> [Exercise description] Report how many lines of the material contain the word "roof". Give only the number.

> [Extracted material]

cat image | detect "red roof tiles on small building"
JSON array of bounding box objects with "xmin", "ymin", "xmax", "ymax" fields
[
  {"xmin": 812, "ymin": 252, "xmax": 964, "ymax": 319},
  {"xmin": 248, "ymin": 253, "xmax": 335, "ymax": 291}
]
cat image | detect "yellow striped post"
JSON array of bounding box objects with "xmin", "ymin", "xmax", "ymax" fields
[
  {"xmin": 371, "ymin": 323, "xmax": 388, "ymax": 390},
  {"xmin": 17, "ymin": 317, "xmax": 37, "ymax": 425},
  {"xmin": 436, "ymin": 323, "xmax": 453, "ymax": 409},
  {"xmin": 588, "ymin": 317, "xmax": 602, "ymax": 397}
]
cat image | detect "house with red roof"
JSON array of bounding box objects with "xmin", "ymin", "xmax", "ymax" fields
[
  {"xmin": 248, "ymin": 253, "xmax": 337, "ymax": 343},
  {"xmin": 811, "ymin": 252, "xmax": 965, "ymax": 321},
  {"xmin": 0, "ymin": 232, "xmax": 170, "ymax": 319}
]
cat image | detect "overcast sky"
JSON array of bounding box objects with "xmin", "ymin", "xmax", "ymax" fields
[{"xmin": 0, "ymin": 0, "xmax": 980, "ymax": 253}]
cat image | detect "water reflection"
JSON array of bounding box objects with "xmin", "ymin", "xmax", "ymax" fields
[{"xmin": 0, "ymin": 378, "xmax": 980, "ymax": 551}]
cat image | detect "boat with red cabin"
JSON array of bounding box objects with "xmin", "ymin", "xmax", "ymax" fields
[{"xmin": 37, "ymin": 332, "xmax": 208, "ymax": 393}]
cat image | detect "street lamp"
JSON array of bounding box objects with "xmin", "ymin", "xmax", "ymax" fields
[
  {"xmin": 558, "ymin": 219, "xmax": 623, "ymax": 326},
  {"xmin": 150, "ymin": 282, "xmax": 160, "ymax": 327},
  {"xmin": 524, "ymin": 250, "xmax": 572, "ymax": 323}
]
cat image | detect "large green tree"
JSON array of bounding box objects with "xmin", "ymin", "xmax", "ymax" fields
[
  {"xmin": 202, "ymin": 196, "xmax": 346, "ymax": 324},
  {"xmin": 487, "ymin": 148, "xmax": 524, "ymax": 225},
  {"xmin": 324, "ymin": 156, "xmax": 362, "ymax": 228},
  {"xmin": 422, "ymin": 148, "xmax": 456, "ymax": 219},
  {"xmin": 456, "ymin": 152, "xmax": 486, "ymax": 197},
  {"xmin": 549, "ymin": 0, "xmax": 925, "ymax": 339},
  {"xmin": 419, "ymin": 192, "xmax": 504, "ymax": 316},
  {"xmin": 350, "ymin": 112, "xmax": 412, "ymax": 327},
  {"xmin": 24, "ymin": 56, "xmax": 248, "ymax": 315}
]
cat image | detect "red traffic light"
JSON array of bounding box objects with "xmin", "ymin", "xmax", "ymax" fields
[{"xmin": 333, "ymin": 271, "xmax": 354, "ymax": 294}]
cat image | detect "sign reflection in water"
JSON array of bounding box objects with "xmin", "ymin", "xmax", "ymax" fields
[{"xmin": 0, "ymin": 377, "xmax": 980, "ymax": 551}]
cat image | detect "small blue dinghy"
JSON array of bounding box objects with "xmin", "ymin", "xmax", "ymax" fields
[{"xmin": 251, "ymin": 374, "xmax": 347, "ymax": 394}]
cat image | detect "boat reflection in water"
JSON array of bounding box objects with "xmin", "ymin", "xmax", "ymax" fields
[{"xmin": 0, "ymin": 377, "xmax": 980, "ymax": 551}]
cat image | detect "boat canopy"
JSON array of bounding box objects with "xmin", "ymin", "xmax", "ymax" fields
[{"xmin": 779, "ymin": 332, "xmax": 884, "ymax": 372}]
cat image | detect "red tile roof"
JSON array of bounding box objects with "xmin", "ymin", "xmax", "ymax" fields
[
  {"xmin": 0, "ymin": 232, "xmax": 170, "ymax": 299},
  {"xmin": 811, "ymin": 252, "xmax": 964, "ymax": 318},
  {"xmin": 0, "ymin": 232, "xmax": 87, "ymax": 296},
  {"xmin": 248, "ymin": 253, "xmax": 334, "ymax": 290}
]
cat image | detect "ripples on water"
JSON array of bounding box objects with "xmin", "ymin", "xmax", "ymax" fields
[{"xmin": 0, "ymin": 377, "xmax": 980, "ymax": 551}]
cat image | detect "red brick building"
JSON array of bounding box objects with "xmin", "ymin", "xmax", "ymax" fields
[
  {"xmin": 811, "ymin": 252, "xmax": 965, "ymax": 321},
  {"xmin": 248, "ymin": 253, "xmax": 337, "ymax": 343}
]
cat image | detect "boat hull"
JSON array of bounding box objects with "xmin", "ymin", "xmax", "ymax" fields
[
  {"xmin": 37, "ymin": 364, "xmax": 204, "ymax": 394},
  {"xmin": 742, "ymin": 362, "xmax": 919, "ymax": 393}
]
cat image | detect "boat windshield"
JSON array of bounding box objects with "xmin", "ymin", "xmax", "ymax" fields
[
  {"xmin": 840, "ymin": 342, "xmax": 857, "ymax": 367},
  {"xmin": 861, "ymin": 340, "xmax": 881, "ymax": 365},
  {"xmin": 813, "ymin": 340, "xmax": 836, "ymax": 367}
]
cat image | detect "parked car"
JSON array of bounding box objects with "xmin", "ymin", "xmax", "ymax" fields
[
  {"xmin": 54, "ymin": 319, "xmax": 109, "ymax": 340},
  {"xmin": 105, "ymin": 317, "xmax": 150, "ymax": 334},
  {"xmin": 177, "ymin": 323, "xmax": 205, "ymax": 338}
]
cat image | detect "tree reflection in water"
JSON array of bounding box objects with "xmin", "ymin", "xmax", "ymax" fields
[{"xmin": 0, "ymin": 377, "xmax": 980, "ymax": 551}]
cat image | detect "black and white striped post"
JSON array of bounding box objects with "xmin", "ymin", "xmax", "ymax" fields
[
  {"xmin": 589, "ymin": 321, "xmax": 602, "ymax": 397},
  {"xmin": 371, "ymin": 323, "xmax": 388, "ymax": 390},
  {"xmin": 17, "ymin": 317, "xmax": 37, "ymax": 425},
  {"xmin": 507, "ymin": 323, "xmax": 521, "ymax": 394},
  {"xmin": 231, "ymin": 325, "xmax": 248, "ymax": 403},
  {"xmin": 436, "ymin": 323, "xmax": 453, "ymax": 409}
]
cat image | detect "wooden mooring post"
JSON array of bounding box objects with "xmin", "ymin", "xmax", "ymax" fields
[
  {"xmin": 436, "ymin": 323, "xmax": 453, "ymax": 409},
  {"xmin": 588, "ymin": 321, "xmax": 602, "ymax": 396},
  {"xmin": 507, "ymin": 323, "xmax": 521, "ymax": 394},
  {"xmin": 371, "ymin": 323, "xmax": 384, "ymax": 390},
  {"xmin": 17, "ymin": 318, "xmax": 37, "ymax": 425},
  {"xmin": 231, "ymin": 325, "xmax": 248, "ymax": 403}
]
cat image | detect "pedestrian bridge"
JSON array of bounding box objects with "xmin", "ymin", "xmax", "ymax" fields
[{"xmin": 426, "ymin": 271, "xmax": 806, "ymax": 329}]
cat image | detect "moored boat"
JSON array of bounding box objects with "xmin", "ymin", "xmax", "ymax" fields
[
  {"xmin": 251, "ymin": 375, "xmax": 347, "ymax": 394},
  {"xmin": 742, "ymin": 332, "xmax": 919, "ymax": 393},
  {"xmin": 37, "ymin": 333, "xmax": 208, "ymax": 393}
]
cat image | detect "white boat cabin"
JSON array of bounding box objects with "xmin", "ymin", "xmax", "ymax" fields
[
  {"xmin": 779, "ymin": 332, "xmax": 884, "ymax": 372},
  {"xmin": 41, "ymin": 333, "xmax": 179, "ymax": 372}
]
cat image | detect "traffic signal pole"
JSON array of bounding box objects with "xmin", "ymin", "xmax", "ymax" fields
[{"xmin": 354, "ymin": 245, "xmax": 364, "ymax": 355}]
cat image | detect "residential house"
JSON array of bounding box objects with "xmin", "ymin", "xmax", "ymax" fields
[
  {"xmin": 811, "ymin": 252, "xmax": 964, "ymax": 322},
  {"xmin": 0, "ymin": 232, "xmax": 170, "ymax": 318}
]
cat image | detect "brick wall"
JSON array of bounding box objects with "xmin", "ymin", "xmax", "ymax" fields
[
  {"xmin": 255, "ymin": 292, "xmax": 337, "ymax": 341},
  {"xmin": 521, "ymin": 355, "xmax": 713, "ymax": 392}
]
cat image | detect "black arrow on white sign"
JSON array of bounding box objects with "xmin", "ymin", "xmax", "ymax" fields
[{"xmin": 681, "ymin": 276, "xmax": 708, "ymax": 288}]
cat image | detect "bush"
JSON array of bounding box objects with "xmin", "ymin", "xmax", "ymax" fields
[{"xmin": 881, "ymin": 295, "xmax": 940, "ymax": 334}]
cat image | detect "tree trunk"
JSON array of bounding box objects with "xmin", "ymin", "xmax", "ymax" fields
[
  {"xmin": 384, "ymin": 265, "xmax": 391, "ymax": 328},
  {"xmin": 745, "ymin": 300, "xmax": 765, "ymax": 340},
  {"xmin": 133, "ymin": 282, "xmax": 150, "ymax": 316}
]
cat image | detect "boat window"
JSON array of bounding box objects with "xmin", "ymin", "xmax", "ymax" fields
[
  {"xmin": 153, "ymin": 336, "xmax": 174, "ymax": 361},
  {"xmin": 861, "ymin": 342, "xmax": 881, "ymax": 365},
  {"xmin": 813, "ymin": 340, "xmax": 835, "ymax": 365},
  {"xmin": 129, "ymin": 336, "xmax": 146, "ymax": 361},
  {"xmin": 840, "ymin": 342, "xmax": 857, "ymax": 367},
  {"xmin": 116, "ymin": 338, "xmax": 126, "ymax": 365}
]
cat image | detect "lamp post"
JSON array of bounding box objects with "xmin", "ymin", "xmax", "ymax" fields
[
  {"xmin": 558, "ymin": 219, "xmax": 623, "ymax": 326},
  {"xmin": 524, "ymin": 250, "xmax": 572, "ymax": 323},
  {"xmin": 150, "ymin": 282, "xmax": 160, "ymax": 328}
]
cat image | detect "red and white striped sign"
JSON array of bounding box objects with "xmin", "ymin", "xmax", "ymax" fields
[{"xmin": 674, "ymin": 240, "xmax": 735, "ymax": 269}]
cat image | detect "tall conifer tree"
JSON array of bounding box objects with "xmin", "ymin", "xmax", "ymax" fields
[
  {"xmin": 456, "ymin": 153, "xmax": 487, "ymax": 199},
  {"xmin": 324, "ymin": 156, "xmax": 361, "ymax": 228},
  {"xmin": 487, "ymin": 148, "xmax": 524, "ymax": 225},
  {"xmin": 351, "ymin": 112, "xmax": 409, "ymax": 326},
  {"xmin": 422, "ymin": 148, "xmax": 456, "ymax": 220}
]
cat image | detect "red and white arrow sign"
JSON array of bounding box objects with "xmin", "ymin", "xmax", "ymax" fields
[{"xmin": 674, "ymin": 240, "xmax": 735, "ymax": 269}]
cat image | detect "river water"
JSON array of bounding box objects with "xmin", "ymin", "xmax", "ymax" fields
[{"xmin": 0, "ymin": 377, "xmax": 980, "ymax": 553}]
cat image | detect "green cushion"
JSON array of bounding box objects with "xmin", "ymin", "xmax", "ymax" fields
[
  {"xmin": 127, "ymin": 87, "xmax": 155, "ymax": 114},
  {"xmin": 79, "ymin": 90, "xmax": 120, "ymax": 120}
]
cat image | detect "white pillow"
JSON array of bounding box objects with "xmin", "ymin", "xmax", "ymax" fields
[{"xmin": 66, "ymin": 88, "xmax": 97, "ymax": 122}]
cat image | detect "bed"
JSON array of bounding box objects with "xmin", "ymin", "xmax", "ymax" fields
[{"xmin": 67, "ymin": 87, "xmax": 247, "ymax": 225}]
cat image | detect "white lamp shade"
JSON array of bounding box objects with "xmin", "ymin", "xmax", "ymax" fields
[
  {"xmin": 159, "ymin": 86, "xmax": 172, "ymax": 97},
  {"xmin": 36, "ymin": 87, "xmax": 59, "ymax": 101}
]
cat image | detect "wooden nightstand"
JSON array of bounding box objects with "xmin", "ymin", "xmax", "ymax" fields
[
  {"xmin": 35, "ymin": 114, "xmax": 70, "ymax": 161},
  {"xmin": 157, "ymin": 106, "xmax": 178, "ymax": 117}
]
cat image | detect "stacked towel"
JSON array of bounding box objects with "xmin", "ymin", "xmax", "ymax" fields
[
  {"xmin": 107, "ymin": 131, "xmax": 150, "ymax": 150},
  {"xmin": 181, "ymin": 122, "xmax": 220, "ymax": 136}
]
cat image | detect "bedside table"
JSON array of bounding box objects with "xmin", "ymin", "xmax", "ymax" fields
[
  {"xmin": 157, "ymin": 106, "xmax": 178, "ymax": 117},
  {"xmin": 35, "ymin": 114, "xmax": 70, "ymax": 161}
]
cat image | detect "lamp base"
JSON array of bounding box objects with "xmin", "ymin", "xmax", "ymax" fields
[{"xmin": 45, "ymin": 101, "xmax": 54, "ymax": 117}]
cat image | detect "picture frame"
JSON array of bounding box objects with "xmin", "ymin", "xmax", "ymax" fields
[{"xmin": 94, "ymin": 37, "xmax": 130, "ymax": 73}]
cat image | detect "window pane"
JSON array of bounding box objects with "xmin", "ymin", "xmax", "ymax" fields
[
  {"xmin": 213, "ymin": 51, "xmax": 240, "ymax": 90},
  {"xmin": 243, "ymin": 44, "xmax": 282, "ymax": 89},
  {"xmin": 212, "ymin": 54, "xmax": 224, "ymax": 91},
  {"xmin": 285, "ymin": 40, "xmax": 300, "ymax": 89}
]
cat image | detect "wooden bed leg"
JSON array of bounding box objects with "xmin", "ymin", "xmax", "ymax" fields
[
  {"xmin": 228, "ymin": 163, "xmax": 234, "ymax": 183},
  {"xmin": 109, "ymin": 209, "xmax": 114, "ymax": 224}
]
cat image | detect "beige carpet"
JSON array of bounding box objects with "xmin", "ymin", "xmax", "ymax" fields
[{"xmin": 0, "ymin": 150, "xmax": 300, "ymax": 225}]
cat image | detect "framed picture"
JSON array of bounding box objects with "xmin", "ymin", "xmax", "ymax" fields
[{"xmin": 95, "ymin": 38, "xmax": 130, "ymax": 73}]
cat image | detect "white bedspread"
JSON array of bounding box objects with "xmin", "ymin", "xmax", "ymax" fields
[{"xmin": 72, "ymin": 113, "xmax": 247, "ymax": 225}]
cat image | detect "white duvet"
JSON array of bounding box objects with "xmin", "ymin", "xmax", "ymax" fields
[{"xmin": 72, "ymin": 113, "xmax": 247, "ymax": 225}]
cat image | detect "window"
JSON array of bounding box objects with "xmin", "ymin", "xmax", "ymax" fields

> [Solved problem] 3